Image-grounded pointing data:
__________

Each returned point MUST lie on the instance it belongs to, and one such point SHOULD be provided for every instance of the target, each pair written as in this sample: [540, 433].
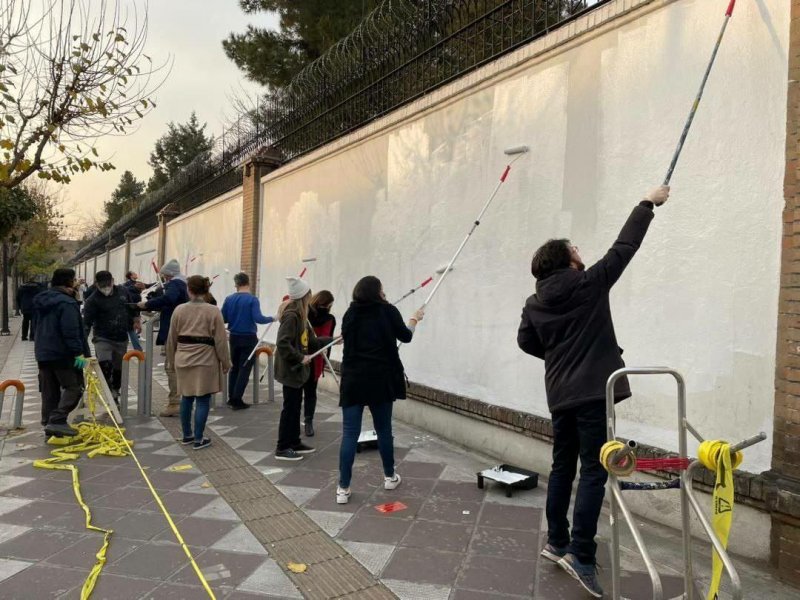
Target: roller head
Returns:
[516, 150]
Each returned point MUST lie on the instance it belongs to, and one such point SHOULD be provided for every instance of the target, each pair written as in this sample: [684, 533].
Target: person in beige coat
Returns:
[197, 348]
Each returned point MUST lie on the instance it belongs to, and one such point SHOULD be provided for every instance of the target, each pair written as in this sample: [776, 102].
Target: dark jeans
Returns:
[310, 398]
[239, 375]
[61, 388]
[200, 415]
[351, 429]
[28, 324]
[579, 431]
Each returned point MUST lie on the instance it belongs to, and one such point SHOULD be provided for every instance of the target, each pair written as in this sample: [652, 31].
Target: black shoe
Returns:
[584, 573]
[303, 449]
[204, 444]
[287, 454]
[60, 430]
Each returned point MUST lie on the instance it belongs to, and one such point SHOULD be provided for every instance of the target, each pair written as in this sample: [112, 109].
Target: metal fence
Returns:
[399, 52]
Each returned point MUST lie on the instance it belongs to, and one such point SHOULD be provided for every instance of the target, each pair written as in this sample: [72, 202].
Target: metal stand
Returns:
[688, 501]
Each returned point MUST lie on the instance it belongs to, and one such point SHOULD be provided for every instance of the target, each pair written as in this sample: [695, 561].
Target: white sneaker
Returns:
[342, 495]
[391, 483]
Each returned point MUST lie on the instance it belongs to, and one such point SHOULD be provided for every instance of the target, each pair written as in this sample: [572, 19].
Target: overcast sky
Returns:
[202, 79]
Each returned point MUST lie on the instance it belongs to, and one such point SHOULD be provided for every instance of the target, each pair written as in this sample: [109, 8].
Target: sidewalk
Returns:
[246, 516]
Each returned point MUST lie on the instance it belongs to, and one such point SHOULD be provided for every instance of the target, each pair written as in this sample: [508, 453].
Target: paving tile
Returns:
[408, 590]
[505, 543]
[180, 503]
[498, 575]
[151, 561]
[511, 517]
[449, 512]
[373, 556]
[37, 544]
[422, 565]
[240, 539]
[376, 530]
[9, 568]
[221, 568]
[270, 579]
[439, 536]
[198, 532]
[49, 582]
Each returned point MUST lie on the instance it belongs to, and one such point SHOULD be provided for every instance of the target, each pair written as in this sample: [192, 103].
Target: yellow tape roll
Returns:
[607, 453]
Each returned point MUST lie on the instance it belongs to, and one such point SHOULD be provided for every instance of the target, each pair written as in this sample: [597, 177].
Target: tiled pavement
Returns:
[452, 541]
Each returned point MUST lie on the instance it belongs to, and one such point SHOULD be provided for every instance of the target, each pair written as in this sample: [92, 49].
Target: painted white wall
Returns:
[602, 120]
[143, 250]
[208, 242]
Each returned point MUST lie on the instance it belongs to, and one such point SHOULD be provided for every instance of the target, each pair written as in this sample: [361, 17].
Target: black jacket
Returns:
[371, 366]
[25, 295]
[568, 323]
[111, 317]
[59, 328]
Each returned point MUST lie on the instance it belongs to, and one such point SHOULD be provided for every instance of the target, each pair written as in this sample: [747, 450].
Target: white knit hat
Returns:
[297, 288]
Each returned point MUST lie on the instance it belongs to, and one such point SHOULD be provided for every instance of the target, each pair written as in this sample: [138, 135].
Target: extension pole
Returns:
[693, 112]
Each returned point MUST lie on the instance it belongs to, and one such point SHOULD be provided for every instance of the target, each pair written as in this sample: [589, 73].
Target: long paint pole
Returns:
[693, 112]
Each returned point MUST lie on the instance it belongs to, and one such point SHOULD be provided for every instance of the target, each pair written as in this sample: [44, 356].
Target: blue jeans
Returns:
[200, 415]
[577, 432]
[351, 429]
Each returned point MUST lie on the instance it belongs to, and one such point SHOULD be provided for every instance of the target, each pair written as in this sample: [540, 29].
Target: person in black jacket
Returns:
[372, 375]
[567, 323]
[61, 350]
[109, 312]
[25, 295]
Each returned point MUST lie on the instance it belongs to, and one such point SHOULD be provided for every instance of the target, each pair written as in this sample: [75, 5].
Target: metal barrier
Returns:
[688, 501]
[269, 350]
[124, 392]
[19, 399]
[146, 394]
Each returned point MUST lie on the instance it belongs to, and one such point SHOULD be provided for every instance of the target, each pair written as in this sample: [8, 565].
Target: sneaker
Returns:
[303, 449]
[585, 574]
[287, 454]
[204, 444]
[60, 430]
[342, 495]
[554, 553]
[391, 483]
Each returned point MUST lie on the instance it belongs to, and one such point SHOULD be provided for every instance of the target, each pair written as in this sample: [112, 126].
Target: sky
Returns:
[190, 34]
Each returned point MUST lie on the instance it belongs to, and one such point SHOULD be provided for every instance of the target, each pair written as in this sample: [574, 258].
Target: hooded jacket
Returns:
[371, 366]
[568, 324]
[110, 316]
[295, 340]
[59, 328]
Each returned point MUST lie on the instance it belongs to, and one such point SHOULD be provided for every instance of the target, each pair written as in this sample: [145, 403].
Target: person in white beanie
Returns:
[175, 294]
[296, 341]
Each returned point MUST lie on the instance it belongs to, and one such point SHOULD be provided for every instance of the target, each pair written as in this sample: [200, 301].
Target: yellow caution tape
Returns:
[607, 453]
[716, 456]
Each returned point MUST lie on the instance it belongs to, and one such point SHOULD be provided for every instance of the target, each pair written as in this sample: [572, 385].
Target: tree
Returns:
[69, 73]
[178, 147]
[307, 29]
[124, 198]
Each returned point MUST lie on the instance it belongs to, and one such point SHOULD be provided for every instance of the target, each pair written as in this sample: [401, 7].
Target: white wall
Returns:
[143, 250]
[212, 236]
[602, 120]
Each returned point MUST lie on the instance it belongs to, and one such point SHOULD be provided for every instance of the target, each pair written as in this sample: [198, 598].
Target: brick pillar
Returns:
[783, 480]
[130, 235]
[164, 215]
[254, 169]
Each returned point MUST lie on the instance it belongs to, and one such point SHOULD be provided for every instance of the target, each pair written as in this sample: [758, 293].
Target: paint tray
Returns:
[509, 476]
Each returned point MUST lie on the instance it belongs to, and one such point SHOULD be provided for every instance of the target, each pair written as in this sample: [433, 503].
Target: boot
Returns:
[172, 410]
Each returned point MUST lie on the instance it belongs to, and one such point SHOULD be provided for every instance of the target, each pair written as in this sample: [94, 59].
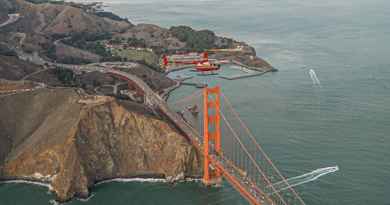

__________

Pictures are to be left out, while the records are copied word for word.

» FINISHED EXERCISE
Each returned point MUST lie on the instance it belongs to, and one such point SHOULD be provided for every instance of the target, each pair written as in this sample: [540, 433].
Target: roller head
Returns:
[516, 150]
Each returned point MUST lie on the instance it belongs to, and one such point SHOULD be provided for every instance of the target, each pair written as in this sample: [684, 533].
Target: person in beige coat
Returns:
[197, 348]
Each returned point MUST lie on the instance it belongs to, and one such point SHOULD be provided for every instance of the target, each pair written as in this sample: [776, 102].
Target: dark jeans
Returns:
[310, 398]
[239, 375]
[61, 388]
[200, 415]
[351, 429]
[28, 324]
[579, 431]
Each returned point MUST lie on the instance it belongs to, and one such point SHOULD be provided for every instance of the target, each pair written as in this sample: [652, 31].
Target: black shoe
Returns:
[584, 573]
[303, 449]
[204, 444]
[287, 454]
[60, 430]
Each returned point MUST lie on the instance it belongs to, and one such point SHOULD be provided for every instance of the target, each pair written as in this sample: [112, 109].
Target: metal fence
Returns:
[399, 52]
Each returned point MUST lie on the instance it belongs to, and one such point SHOULD be provided for every instance of the target, each pair written as in this sample: [72, 202].
Target: metal stand
Returns:
[688, 501]
Each returned point MUST lie on the instance it belongs to, and one such point SHOULD be provided for every instance of the target, each pair written as in this sample: [695, 561].
Target: white sneaker
Returns:
[342, 495]
[391, 483]
Each returned point MUST lie on the instance it belongs to, and one such point SHOULD be provided for every instance of the target, each pair written as in this sample: [572, 19].
Target: overcast sky
Returns:
[202, 79]
Each returned point MUST lie on the instance it belongs to, and one such point SHOULD be provided for every instance of the target, each pair written as in this sample: [109, 8].
Target: sidewalk
Returns:
[246, 516]
Each returned point MUST lie on the instance it belongs to, and one such point SHOULD be provided for every instance of the target, each pair written as in this sample: [508, 453].
Target: paving tile
Returns:
[408, 590]
[505, 543]
[180, 503]
[498, 575]
[151, 561]
[511, 517]
[449, 512]
[373, 556]
[37, 544]
[422, 565]
[240, 539]
[376, 530]
[9, 568]
[221, 568]
[270, 579]
[439, 536]
[198, 532]
[49, 582]
Each returned point MUST lie on the instance it belongs to, and one such point SHOULD be provided for every instance of the target, each pair written as in this sample: [192, 103].
Target: yellow tape roll
Returns:
[607, 453]
Each returned point MUST lie on the instance it belongs to, and one such point SHOULD be provided for every instance of the target, each pair written as in this sample: [597, 177].
Target: tiled pavement
Returns:
[452, 541]
Each returned point MUST lie on the instance it belongs to, and one such point SHOULD be provided for every instance of the target, each pair written as in this sample: [92, 49].
Target: painted white wall
Returns:
[602, 120]
[143, 250]
[208, 242]
Each returned point MUST lie on the instance it belongs to, and one such point SHOULD be provided for every instance of the target, each pair written as in this sample: [361, 17].
Target: black jacket
Returns:
[371, 366]
[25, 295]
[568, 323]
[111, 317]
[59, 328]
Each returned point MUST lie on the instance it belongs to, and one such point SHOULD be provided for every instance of the target, each pair written as in this sample: [747, 450].
Target: white knit hat
Returns:
[297, 288]
Each returned point MUST lie on the instance it belongs to, and one such point SHOULD be provided for every instance of the target, each pair written as in this sample: [138, 135].
Target: extension pole
Returns:
[693, 112]
Each returned point MUST lie on the instance it belongs to, and one such point SHOULD be provided for every instance of the target, each pair written as in this sample: [589, 73].
Target: long paint pole
Returns:
[693, 112]
Each returned point MUST lie on the instance it belongs to, and one such point SHOULD be provided for every instance of the target, each pair written as in this sample: [44, 356].
Target: blue jeans
Returns:
[200, 415]
[577, 432]
[351, 429]
Each returned point MUST lie on the instance it belongs to, and one such point SHOULD be provided for every instance of the target, each pair written as in this sample: [540, 29].
Target: person in black jacket
Returns:
[372, 375]
[567, 323]
[61, 350]
[109, 312]
[25, 295]
Each returned point MUST lie on the instance it belongs to, and one such point SHOULD be provided for every instance of the target, each pair written as in this sample: [75, 5].
Target: metal barrier
Returns:
[688, 501]
[269, 350]
[124, 392]
[19, 399]
[146, 394]
Each returned point MUST lie on the instance it belongs to, and one such point SHOULD be provided for every instance of the target, each pair written as in this sample: [8, 565].
Target: sneaker
Returns:
[303, 449]
[585, 574]
[287, 454]
[204, 444]
[60, 430]
[342, 495]
[554, 553]
[391, 483]
Each returned point MUST lie on the instance it belongs to, and one such point SHOULD be provided for every instance of the target, each pair written as in this sample: [112, 126].
Target: sky
Returns:
[190, 34]
Each returned point MUST lie on the instance it belongs to, and one such point SHOULD be provided for every instance of the target, each pair written as in this sample: [574, 258].
Target: hooded jacket
Returns:
[371, 366]
[568, 324]
[110, 316]
[295, 340]
[59, 328]
Each returned point MUST lie on the instance it belongs to, and one such point SHOULD be provided for every instance of the target, each pair written as in this sample: [145, 403].
Target: person in white beanie
Returns:
[175, 294]
[296, 341]
Each returned point MUST lie on the instance it belongs to, and one such point SHOULD be provided for every instance of the target, each pair written as in this sample: [200, 301].
Target: yellow caution tape
Returns:
[607, 453]
[716, 456]
Each returned point MUST lie on the instance it belongs to, and one such point SHOULD be provided for every instance of the target, each pair written as in this sample: [572, 385].
Target: tree
Returns:
[69, 73]
[178, 147]
[307, 29]
[124, 198]
Each returned point MUST lie on the instance it belongs to, and one such point SHOULD be provided for every instance of the target, each pair written as in this sample: [401, 7].
Target: white wall
Returns:
[143, 250]
[212, 236]
[602, 120]
Each returned point MUST lie on the instance it belongs to, and one such point SHOULD be provided for every instance of the target, each pair written as in this sample: [198, 598].
Target: brick pillar
Returns:
[783, 480]
[130, 235]
[164, 215]
[254, 169]
Each returned point MUST lie on the instance it belongs to, and one such point SHOULD be provided for every instance of the target, each pair written as in this sample: [758, 293].
Target: paint tray
Returns:
[509, 476]
Each returned point MUST lie on the instance it belongs to, and one such point SHOULD be provided for every instance of the target, each pair written as in this sample: [433, 503].
Target: boot
Returns:
[172, 410]
Each returned point MUST lie on the instance it belongs to, and one such point SHOULD be provided for every instance of the target, each pair written as in this sample: [94, 59].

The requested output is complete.